As of the Effective Date, this Commutation and Release Agreement (this

"Commutation Agreement") is made and entered into by and between AMERISAFE,

Inc., (also known as Amerisafe Insurance Group of DeRidder, Louisiana) on behalf

of itself and all of its Affiliated (as defined herein) and/or subsidiary

companies, including, but not limited to, American Interstate Insurance Company

and Silver Oak Casualty, Inc., and Converium Reinsurance (North America) Inc.

(formerly known as Zurich Reinsurance (North America), Inc.) of Stamford,

Connecticut.

_REQUIRED TASKS_:
[A] Answer these questions about the agreement:
(i) By what other name is AMERISAFE, Inc. also known?
(ii) Which two companies are named among those AMERISAFE acts on behalf of?
(iii) What was Converium Reinsurance (North America) Inc. formerly known as?
[B] Reproduce the agreement word for word, starting at "As of the Effective" and going down to "(North America) Inc.".
The records that follow are separate material and are unrelated to the agreement.

_EXTRACTED DATA_:
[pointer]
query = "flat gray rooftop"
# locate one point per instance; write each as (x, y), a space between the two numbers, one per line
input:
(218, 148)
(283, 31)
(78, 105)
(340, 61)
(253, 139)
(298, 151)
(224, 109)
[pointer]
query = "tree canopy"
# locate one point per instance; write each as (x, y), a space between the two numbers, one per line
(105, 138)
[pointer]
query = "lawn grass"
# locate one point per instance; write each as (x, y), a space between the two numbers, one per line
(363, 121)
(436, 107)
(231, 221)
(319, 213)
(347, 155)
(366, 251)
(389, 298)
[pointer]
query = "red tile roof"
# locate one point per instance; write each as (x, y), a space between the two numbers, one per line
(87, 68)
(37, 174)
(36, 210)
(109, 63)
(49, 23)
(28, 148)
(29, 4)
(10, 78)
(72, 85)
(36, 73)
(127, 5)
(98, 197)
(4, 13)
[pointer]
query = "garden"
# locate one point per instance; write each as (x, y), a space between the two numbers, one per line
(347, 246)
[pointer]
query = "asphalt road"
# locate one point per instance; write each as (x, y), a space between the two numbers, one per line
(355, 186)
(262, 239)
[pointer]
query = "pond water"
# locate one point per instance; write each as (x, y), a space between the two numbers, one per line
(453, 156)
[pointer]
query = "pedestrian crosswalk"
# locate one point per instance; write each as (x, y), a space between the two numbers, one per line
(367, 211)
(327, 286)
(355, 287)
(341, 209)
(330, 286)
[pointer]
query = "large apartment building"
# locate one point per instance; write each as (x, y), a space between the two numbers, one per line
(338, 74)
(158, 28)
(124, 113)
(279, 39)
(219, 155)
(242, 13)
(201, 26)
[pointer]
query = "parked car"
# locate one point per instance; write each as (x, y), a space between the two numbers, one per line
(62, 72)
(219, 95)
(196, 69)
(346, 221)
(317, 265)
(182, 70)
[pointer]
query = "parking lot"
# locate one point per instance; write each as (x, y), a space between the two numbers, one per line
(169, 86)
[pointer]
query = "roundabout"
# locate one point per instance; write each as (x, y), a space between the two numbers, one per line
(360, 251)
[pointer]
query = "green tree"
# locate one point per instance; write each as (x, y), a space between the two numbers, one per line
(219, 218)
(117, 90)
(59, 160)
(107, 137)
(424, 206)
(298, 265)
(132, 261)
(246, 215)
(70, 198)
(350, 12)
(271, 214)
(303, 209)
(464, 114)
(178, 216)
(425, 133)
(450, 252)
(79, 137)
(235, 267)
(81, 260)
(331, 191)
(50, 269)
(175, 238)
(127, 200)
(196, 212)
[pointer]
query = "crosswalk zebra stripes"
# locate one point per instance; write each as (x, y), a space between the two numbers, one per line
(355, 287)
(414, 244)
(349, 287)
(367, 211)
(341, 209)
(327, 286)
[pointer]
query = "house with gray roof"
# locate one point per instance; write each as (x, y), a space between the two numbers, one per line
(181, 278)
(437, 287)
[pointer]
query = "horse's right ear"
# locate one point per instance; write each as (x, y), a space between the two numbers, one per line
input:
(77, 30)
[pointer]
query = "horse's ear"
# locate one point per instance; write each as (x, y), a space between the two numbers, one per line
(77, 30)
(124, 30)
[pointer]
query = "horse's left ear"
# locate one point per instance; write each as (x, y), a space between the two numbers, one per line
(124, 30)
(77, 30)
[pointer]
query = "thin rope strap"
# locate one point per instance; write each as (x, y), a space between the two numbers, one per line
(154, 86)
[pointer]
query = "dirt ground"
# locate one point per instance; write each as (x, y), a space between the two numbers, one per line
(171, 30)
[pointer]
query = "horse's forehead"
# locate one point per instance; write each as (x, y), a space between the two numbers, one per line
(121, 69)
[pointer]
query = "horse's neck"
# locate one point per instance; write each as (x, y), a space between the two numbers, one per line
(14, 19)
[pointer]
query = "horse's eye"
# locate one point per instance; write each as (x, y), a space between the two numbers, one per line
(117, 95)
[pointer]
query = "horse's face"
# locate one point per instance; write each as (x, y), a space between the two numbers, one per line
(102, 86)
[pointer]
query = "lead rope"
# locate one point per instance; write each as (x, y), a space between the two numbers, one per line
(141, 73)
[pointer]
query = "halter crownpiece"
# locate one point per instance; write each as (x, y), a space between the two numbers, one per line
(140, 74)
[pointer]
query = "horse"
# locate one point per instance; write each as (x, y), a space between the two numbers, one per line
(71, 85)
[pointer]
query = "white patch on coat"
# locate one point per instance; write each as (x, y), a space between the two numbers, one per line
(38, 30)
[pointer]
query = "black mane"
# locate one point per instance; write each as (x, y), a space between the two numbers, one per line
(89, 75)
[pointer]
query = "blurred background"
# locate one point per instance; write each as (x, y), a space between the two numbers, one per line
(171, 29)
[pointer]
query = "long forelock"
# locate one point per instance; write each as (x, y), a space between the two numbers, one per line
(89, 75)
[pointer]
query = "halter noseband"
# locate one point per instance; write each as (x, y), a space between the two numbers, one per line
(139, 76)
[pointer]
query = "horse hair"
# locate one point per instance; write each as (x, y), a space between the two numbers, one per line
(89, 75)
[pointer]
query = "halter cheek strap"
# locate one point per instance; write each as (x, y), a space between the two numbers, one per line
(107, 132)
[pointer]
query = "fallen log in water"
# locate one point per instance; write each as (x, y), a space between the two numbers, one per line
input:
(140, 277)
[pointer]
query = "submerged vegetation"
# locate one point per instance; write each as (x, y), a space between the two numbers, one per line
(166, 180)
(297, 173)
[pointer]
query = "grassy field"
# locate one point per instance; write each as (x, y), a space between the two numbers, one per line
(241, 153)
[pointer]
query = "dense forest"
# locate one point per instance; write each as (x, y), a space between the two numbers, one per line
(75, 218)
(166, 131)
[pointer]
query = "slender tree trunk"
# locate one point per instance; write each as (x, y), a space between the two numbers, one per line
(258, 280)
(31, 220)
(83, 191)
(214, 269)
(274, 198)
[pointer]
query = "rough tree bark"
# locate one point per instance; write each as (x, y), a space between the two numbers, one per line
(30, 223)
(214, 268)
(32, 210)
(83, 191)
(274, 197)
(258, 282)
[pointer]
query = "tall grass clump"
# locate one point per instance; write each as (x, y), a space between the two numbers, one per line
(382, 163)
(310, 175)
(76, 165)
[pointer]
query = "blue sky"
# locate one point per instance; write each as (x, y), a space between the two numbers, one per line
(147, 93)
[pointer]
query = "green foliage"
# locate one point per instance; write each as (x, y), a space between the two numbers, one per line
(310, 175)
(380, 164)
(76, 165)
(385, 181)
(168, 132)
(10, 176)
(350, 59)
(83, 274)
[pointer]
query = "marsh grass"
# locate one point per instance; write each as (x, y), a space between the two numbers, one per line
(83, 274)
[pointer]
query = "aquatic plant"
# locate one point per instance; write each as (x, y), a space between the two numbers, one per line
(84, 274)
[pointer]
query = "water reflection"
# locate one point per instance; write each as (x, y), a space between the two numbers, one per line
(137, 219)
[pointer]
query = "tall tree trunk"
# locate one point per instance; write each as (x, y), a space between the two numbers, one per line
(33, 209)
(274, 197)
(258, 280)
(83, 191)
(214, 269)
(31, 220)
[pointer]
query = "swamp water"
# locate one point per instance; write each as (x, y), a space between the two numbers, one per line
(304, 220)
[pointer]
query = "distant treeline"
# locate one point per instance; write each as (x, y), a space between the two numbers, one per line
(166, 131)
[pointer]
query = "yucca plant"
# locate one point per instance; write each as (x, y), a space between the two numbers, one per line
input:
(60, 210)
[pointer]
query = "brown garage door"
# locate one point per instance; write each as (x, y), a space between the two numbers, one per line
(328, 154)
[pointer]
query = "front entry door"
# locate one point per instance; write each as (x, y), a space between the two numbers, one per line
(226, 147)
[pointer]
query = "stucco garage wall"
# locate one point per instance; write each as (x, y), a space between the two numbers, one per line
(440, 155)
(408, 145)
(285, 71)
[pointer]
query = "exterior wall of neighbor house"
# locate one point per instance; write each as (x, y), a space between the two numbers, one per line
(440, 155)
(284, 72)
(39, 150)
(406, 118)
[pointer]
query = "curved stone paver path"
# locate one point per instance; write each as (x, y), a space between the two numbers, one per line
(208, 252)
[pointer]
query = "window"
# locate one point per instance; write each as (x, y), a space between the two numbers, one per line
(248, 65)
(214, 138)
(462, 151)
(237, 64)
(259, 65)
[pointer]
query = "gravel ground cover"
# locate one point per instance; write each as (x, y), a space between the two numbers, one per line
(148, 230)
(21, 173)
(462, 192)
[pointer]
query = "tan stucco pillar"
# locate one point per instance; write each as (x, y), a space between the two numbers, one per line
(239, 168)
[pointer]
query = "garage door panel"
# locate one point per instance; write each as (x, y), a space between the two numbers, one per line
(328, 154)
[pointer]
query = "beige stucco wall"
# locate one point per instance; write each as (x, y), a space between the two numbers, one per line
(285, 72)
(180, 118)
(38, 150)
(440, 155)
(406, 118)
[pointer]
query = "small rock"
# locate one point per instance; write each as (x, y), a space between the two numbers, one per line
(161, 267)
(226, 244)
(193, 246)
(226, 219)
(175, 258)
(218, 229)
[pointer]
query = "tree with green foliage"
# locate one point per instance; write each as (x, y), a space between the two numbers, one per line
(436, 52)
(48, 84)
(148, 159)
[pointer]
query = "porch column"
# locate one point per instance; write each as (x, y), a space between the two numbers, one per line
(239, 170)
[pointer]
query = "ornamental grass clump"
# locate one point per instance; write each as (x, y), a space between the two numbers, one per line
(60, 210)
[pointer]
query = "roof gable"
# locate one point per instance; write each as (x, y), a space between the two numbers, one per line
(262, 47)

_ANSWER LIST_:
[A]
(i) Amerisafe Insurance Group of DeRidder, Louisiana
(ii) American Interstate Insurance Company and Silver Oak Casualty, Inc.
(iii) Zurich Reinsurance (North America), Inc.

[B]
As of the Effective Date, this Commutation and Release Agreement (this

"Commutation Agreement") is made and entered into by and between AMERISAFE,

Inc., (also known as Amerisafe Insurance Group of DeRidder, Louisiana) on behalf

of itself and all of its Affiliated (as defined herein) and/or subsidiary

companies, including, but not limited to, American Interstate Insurance Company

and Silver Oak Casualty, Inc., and Converium Reinsurance (North America) Inc.